> [TEXTE RETENU]
____________
Le notaire à nouveau confronté au droit des procédures collectives.
La confrontation du droit des procédures collectives avec d’autres branches du droit est un sujet classique, on le sait.
Une professionnel, commerçant, artisan, agriculteur, professionnel libéral, en particulier, qui fait de mauvaises affaires, entre souvent, et malheureusement, dans une spirale délicate. L’horizon peut s’assombrir de toutes parts, les relations dans son couple pouvant elles aussi se dégrader, au point, s’il est marié, de se retrouver dans une procédure de divorce.
Le notaire, homme de terrain, connaît ces réalités humaines et économiques. En sa qualité habituelle de juriste généraliste, il doit dominer les différentes branches du droit qui peuvent être concernées par les situations qu’il est amené à gérer.
____________
> [DONNÉES FOURNIES]
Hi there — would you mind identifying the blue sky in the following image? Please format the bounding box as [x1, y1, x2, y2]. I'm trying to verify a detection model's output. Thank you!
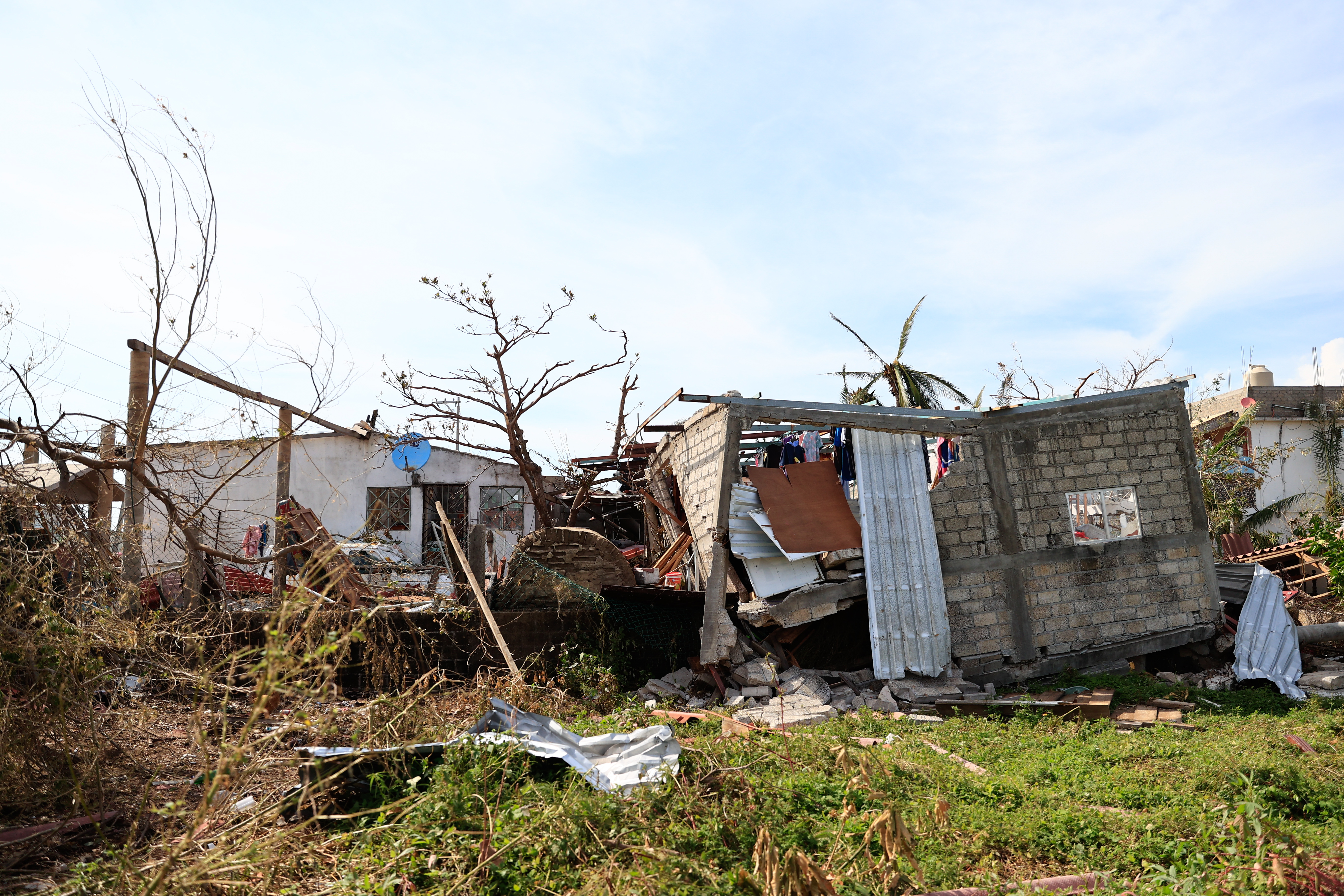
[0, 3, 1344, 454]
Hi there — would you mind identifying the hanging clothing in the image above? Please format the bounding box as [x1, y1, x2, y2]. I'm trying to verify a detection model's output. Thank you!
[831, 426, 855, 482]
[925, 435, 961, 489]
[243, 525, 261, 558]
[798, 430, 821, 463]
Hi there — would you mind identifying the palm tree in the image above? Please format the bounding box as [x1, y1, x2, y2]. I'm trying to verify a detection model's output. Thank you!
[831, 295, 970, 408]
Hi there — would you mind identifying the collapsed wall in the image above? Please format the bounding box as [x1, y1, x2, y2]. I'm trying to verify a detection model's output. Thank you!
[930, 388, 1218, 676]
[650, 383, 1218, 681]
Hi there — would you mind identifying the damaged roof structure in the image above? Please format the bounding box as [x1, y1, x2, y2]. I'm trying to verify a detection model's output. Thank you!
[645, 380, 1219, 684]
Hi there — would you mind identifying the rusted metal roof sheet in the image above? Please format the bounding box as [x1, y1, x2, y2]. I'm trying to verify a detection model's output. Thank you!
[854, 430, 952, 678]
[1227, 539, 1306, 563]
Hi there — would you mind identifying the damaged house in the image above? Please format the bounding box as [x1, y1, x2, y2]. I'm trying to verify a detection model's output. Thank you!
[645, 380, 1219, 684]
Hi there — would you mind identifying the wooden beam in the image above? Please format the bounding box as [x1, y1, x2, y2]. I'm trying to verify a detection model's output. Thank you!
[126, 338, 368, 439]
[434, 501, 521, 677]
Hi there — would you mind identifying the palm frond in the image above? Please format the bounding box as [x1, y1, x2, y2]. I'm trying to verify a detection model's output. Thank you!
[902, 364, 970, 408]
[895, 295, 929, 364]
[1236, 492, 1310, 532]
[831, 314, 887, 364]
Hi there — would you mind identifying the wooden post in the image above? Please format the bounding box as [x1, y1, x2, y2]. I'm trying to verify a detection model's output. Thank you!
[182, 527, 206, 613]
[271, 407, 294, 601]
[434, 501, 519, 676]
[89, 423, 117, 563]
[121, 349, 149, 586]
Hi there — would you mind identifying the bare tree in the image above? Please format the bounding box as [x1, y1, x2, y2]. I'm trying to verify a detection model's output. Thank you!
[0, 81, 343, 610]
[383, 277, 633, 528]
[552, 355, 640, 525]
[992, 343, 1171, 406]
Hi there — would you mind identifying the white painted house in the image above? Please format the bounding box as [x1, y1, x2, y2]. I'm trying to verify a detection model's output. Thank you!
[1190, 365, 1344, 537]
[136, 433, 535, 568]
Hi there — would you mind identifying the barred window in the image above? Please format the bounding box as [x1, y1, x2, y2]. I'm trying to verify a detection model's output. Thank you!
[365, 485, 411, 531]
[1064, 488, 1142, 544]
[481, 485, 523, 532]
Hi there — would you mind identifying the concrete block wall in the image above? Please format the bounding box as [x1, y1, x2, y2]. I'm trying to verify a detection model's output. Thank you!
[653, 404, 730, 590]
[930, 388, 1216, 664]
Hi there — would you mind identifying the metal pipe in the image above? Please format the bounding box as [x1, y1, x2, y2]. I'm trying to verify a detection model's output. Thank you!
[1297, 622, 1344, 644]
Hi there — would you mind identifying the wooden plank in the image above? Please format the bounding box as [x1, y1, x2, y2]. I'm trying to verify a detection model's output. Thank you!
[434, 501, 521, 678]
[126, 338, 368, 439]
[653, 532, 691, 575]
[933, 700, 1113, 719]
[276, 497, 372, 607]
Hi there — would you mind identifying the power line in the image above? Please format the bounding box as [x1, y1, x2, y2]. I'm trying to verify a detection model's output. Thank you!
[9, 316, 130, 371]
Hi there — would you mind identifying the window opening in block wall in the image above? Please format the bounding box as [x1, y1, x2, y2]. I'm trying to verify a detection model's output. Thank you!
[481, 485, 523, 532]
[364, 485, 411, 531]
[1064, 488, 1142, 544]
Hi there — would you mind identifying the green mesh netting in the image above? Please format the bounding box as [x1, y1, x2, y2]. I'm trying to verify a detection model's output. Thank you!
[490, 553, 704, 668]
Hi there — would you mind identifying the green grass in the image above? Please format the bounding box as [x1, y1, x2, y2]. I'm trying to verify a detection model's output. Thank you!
____________
> [CONSIGNES ÉCRITES]
**1)** Traduisez en anglais cette phrase du texte sur le notaire et les procédures collectives : « Le notaire, homme de terrain, connaît ces réalités humaines et économiques. »
**2)** Répondez brièvement à ces questions sur le texte consacré au notaire et aux procédures collectives :
(a) Quel sujet y est présenté comme classique ?
(b) Dans quelle procédure le professionnel marié peut-il se retrouver ?
(c) En quelle qualité habituelle le notaire est-il décrit ?
**3)** Poursuivez le texte sur le notaire et les procédures collectives après sa dernière phrase.

> [LES RÉSULTATS]
**1)** The notary, a hands-on practitioner, is familiar with these human and economic realities.

**2)**
(a) La confrontation du droit des procédures collectives avec d'autres branches du droit.
(b) Une procédure de divorce.
(c) En sa qualité de juriste généraliste.

**3)**
Il est fréquent qu’il ait à appréhender le droit des procédures collectives dans le cadre de ventes, immobilières ou autres. Dans le cadre de successions, il peut se trouver face à un défunt en liquidation ou à un héritier touché par une des procédures collectives qui existent dans notre droit, celles-ci de plus en plus nombreuses et souvent réformées depuis la grande loi de 1985.
C’est le thème du divorce qui, cette fois, à l’occasion d’un récent arrêt de la Cour de cassation, doit retenir l’attention des notaires.
Un débiteur, mis en liquidation judiciaire en 2009, obtint un jugement de divorce pour faute en 2014. Il fut condamné au versement d’une prestation compensatoire qui prit la forme de l’abandon en pleine propriété d’un bien immobilier lui appartenant en propre. On devine le conflit qui naquit : le liquidateur souhaita pouvoir disposer du bien considéré pour le vendre et procéder au paiement des créanciers. L’ex-épouse, sans surprise, s’y opposa.
Le juge-commissaire fit droit à la demande du liquidateur, au motif que l’ex-époux était dessaisi et que le jugement de divorce, dans ses effets patrimoniaux, était inopposable à la procédure collective. L’immeuble, a priori, pouvait donc être vendu dans le cadre de la liquidation judiciaire.
Cette ordonnance du juge-commissaire fut infirmée en appel, de sorte que le liquidateur se pourvut en cassation.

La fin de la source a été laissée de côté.